#### [Aangeleverde tekst]
:::::

Beckmann was bijna een Nederlander geweest. Want de nazi’s begrepen Beckmanns werk niet – net zoals ik Ads werk maar niet begreep – en verklaarden zijn werk als entartet. Ontaard. Op 18 juli 1937 luistert Beckmann naar de rede die Hitler uitsprak bij de opening van Haus der Deutschen Kunst in München. De volgende dag vertrekt Max Beckmann met zijn vrouw Quappi naar Nederland. Tien jaar lang woont hij aan het Rokin in Amsterdam. Nummer 85. Het pand staat er nog en voor degenen die geloven in het eeuwige leven rookt Beckmann er dagelijks, als hij klaar is met schilderen, een sigaar.
   Jammer dat de legendarische museumdirecteur Willem Sandberg maar twee werken van Beckmann wist te bemachtigen: Frau mit Mandoline mit gelb und rot uit 1950 en Doppelbilndniss, Max Beckmann und Quappi uit 1941, het enige schilderij dat Beckmann in Amsterdam maakte en dat in Nederland is gebleven. Pas in 1947 emigreerde Beckmann naar Amerika. Helaas verhuisde toen ook al het werk dat hij in tien jaar tijd aan het Rokin maakte naar Amerika en zijn voormalige vaderland Duitsland...
Gelukkig wist Sandberg wel beslag wist te leggen op een groot deel van het oeuvre van de door de nazi’s vlak voor het einde van de Tweede Wereldoorlog doodgeschoten drukker-kunstenaar Hendrik Nicolaas Werkman. Op 10 april 1945 werd Werkman door de S.D. uit zijn cel gehaald en met 9 anderen bij Bakkeveen doodgeschoten. Drie dagen later, op 13 april, werd de stad Groningen waar Werkman gevangen zat bevrijd. Niet voor niets gedenken wij de doden op 4 mei.
   Wanneer Ad en Marianne binnenkort vertrekken naar de VS laat ons dan het cultuurmonument dat Ad Gerritsen voor ons heeft opgericht niet met hem vertrekken, maar behouden blijven voor het Hollandse nageslacht. Want straks koopt het Museum of Modern Art in New York tien van Ads werken, wordt het voor de Hollanders onbetaalbaar en verandert Ad zijn naam in een buitenlandse naam. Want het is niet uitgesloten dat de Japanners eerder zijn dan de Amerikanen en alles voor de neus van de Yankies wegpikken om het pontificaal te plaatsen naast de door hen verworven werken van Vincent van Gogh. Ad hoeft dan alleen nog maar te tekenen voor een kleine naamswijziging die de Jappen voorstellen: Adsuko Gerritsen.

:::::

#### [Aangeleverde rijen]
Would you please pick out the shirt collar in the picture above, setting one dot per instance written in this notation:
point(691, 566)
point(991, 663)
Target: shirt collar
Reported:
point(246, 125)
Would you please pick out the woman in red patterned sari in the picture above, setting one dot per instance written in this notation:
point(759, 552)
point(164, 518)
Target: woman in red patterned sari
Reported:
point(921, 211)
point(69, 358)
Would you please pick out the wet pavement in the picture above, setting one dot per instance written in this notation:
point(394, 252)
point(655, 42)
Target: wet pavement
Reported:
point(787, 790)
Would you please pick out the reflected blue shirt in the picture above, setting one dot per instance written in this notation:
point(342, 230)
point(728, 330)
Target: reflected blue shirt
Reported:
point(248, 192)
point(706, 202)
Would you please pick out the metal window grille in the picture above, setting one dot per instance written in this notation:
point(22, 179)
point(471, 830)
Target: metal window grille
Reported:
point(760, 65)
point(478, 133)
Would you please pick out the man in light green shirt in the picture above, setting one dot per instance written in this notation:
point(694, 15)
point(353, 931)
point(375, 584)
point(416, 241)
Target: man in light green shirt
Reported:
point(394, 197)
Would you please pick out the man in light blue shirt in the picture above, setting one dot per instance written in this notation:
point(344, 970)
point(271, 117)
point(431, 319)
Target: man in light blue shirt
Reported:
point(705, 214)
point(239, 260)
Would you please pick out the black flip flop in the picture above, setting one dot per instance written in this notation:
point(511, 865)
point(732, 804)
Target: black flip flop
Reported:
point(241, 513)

:::::

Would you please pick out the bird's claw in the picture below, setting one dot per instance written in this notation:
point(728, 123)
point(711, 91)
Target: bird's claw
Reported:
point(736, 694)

:::::

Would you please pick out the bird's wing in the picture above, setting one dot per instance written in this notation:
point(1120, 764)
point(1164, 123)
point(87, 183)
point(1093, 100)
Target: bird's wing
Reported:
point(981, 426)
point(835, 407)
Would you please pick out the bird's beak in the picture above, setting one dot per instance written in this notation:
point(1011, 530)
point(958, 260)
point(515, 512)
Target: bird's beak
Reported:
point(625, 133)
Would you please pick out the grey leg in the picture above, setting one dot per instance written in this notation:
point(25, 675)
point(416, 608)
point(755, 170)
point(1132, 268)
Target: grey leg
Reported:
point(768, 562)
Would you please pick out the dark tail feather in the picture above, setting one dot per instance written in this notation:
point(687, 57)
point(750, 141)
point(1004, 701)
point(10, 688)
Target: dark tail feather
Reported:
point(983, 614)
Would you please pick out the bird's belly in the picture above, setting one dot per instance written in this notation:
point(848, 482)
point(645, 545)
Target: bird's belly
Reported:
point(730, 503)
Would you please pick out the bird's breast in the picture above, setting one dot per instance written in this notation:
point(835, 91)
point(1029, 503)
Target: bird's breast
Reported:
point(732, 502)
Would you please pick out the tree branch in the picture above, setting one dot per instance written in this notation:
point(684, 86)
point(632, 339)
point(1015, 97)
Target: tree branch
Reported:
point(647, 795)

:::::

#### [Te maken opdrachten]
a. Vertaal de zin "De volgende dag vertrekt Max Beckmann met zijn vrouw Quappi naar Nederland." uit de aangeleverde tekst in het Engels.
b. Schrijf het stuk van de aangeleverde tekst letterlijk over, vanaf "Gelukkig wist Sandberg" tot en met "doden op 4 mei.".
c. Noem alle jaartallen die in de aangeleverde tekst voorkomen.

#### [Lijst met antwoorden]
a. The next day Max Beckmann leaves for the Netherlands with his wife Quappi.

b.
Gelukkig wist Sandberg wel beslag wist te leggen op een groot deel van het oeuvre van de door de nazi’s vlak voor het einde van de Tweede Wereldoorlog doodgeschoten drukker-kunstenaar Hendrik Nicolaas Werkman. Op 10 april 1945 werd Werkman door de S.D. uit zijn cel gehaald en met 9 anderen bij Bakkeveen doodgeschoten. Drie dagen later, op 13 april, werd de stad Groningen waar Werkman gevangen zat bevrijd. Niet voor niets gedenken wij de doden op 4 mei.

c. 1937, 1950, 1941, 1947, 1945